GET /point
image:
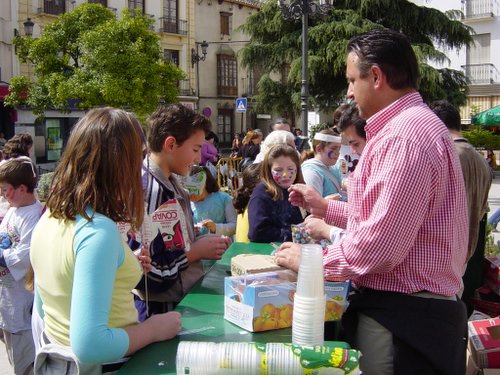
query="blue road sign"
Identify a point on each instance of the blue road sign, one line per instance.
(241, 105)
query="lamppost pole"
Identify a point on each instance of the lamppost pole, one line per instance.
(302, 9)
(195, 59)
(304, 90)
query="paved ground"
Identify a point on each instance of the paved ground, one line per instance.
(493, 199)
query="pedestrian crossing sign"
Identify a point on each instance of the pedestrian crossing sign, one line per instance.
(241, 105)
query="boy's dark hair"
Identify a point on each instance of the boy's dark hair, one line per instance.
(392, 52)
(210, 183)
(176, 121)
(448, 113)
(19, 171)
(18, 145)
(251, 177)
(350, 117)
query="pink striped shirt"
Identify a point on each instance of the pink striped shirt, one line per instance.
(406, 219)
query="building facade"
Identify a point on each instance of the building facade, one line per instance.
(481, 61)
(221, 78)
(173, 21)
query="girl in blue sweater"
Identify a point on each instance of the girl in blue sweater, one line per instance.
(270, 215)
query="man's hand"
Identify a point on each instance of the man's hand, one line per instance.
(308, 198)
(288, 256)
(317, 228)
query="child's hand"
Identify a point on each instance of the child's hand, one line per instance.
(210, 225)
(165, 326)
(210, 246)
(144, 258)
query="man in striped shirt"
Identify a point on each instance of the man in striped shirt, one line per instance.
(406, 219)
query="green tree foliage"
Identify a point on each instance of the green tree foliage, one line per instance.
(276, 45)
(482, 138)
(89, 56)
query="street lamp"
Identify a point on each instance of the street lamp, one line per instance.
(195, 59)
(297, 9)
(28, 27)
(195, 56)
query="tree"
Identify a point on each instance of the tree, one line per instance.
(275, 47)
(90, 57)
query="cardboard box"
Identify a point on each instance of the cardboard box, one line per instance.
(474, 369)
(264, 301)
(486, 301)
(484, 342)
(492, 273)
(244, 264)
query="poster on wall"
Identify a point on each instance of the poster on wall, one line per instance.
(54, 143)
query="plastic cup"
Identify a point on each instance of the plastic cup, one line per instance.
(196, 358)
(310, 280)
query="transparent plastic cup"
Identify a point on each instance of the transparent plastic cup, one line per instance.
(310, 279)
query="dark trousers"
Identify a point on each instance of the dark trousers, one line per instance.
(474, 274)
(429, 335)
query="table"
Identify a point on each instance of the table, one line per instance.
(202, 312)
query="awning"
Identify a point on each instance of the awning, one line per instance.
(490, 117)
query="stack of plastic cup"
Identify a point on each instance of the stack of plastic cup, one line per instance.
(197, 358)
(309, 300)
(210, 358)
(281, 360)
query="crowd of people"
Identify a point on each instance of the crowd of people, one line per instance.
(95, 275)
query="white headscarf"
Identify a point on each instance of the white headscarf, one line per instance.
(276, 137)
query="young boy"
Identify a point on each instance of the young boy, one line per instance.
(17, 182)
(175, 141)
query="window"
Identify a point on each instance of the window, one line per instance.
(136, 4)
(170, 18)
(171, 55)
(479, 51)
(225, 23)
(254, 77)
(54, 6)
(104, 3)
(227, 75)
(285, 72)
(479, 69)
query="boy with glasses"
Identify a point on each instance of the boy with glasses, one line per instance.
(17, 183)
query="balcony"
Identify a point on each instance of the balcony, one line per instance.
(54, 7)
(474, 9)
(173, 25)
(481, 74)
(185, 88)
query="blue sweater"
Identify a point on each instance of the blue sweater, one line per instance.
(269, 220)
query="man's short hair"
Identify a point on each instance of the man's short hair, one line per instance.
(176, 121)
(19, 171)
(389, 50)
(448, 113)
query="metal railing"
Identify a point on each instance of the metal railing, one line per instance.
(481, 74)
(185, 88)
(52, 6)
(173, 25)
(481, 8)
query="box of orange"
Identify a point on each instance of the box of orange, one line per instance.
(264, 301)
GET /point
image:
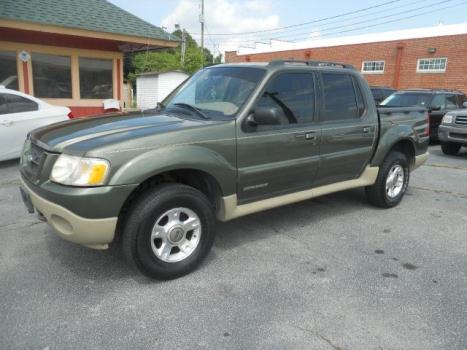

***

**GIVEN INSTRUCTION:**
Which lines in the entries above contain the word "young"? Extract each of them.

**EXERCISE SOLUTION:**
query="young boy"
Identify a point on each instance of the young boy, one line per instance.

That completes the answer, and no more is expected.